• Task to complete
Can you put the lines below into a numbered list, starting at the line that contains "gable roof section." and ending at the last line of the rows, with blank lines left out?

• Records for processing
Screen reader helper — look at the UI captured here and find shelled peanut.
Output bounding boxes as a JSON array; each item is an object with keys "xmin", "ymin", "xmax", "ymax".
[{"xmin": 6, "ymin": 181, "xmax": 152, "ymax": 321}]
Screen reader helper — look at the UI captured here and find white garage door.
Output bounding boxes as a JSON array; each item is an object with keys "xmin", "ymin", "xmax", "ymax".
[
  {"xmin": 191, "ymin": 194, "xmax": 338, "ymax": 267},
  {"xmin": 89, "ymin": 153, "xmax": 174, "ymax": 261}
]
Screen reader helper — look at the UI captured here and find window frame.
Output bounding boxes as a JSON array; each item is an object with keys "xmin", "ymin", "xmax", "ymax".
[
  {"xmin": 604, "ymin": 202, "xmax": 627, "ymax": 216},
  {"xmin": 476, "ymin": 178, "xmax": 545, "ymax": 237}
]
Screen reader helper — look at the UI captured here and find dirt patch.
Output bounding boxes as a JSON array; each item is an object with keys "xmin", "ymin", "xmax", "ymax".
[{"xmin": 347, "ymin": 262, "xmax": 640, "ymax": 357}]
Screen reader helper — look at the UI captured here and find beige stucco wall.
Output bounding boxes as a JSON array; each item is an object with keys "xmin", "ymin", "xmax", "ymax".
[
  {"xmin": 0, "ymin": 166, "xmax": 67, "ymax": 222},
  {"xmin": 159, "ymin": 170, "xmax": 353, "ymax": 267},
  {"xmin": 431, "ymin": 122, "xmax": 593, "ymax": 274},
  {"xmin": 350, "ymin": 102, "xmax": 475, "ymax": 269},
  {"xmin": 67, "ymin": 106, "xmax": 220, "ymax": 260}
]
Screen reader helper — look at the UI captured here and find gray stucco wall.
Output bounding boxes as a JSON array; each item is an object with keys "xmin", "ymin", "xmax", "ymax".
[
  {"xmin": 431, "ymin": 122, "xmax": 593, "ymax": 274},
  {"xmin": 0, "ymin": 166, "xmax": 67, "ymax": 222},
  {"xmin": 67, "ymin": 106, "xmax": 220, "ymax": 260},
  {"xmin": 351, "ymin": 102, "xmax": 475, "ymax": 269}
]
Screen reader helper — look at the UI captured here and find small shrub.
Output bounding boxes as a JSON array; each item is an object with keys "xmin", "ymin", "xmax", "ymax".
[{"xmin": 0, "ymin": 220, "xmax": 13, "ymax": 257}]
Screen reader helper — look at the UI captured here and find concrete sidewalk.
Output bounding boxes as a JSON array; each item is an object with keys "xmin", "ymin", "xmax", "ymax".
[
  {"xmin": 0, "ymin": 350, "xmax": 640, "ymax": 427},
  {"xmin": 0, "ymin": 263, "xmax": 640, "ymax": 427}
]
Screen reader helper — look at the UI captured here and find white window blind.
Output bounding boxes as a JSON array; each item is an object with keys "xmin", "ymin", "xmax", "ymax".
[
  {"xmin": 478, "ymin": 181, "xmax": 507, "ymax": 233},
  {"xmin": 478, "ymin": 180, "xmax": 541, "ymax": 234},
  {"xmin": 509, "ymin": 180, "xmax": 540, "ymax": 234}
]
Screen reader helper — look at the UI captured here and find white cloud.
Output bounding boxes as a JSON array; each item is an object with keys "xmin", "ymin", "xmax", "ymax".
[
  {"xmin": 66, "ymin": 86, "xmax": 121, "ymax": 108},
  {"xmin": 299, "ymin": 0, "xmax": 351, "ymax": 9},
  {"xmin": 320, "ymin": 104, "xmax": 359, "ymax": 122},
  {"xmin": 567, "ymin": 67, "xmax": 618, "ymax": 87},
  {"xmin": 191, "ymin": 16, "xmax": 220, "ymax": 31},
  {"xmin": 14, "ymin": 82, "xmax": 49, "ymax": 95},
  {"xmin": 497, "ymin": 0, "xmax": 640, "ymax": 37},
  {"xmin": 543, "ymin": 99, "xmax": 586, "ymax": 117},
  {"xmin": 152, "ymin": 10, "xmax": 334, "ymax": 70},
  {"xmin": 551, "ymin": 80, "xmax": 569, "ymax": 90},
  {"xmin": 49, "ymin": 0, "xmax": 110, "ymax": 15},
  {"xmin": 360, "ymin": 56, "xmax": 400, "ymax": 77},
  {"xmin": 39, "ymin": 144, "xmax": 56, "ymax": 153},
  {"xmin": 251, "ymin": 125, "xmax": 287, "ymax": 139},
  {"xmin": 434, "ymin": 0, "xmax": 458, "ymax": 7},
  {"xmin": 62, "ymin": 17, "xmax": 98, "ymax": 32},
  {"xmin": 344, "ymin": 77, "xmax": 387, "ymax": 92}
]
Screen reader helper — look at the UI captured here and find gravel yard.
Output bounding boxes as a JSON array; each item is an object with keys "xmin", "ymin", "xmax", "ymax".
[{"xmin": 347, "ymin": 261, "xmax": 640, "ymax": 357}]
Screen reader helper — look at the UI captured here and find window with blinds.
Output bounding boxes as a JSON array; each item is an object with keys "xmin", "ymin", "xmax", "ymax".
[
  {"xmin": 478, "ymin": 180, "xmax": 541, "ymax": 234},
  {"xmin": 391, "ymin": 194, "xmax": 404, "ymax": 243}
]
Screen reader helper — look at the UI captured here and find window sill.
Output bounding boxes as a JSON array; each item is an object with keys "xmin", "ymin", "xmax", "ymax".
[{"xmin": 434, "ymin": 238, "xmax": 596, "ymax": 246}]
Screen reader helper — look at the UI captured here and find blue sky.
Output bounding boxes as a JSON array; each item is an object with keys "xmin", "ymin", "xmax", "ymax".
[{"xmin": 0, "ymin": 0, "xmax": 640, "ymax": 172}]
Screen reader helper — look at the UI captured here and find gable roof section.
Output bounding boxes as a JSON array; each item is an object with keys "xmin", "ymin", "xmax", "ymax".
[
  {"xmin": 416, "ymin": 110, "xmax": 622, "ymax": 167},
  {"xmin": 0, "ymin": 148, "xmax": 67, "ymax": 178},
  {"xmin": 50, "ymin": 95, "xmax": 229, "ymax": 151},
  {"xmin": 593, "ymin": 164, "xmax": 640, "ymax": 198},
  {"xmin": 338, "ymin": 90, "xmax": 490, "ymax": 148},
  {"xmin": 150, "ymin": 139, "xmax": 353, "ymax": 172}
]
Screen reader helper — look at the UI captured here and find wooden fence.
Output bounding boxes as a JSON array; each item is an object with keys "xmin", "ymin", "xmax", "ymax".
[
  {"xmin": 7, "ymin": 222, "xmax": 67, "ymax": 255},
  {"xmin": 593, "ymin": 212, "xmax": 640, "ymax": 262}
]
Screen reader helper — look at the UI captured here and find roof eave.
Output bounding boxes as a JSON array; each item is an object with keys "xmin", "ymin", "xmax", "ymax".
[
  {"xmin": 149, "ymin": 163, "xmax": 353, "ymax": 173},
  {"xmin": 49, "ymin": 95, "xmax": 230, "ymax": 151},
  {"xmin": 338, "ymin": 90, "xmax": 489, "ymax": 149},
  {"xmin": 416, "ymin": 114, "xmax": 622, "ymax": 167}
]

• Answer for this exercise
1. Screen reader helper — look at the UI captured here and find gable roof section.
2. Output bounding boxes as a JSON array; each item is an object with keys "xmin", "ymin", "xmax", "ymax".
3. [
4.   {"xmin": 416, "ymin": 110, "xmax": 622, "ymax": 167},
5.   {"xmin": 0, "ymin": 148, "xmax": 67, "ymax": 178},
6.   {"xmin": 50, "ymin": 95, "xmax": 229, "ymax": 151},
7.   {"xmin": 593, "ymin": 164, "xmax": 640, "ymax": 198},
8.   {"xmin": 338, "ymin": 90, "xmax": 490, "ymax": 148},
9.   {"xmin": 150, "ymin": 139, "xmax": 353, "ymax": 172}
10. ]
11. Screen reader helper — look at the UI captured here and find wooden fence.
12. Output bounding boxes as a JSON array; each item is an object with keys "xmin", "ymin", "xmax", "ymax".
13. [
14.   {"xmin": 7, "ymin": 222, "xmax": 67, "ymax": 255},
15.   {"xmin": 593, "ymin": 212, "xmax": 640, "ymax": 262}
16. ]
17. Screen reader helper — look at the UI captured here and find roof eave.
18. Output bounding boxes as a JSON array; each item is an object with keys "xmin", "ymin", "xmax", "ymax".
19. [
20.   {"xmin": 149, "ymin": 163, "xmax": 353, "ymax": 173},
21.   {"xmin": 49, "ymin": 95, "xmax": 230, "ymax": 151},
22.   {"xmin": 338, "ymin": 90, "xmax": 489, "ymax": 149},
23.   {"xmin": 416, "ymin": 114, "xmax": 622, "ymax": 167}
24. ]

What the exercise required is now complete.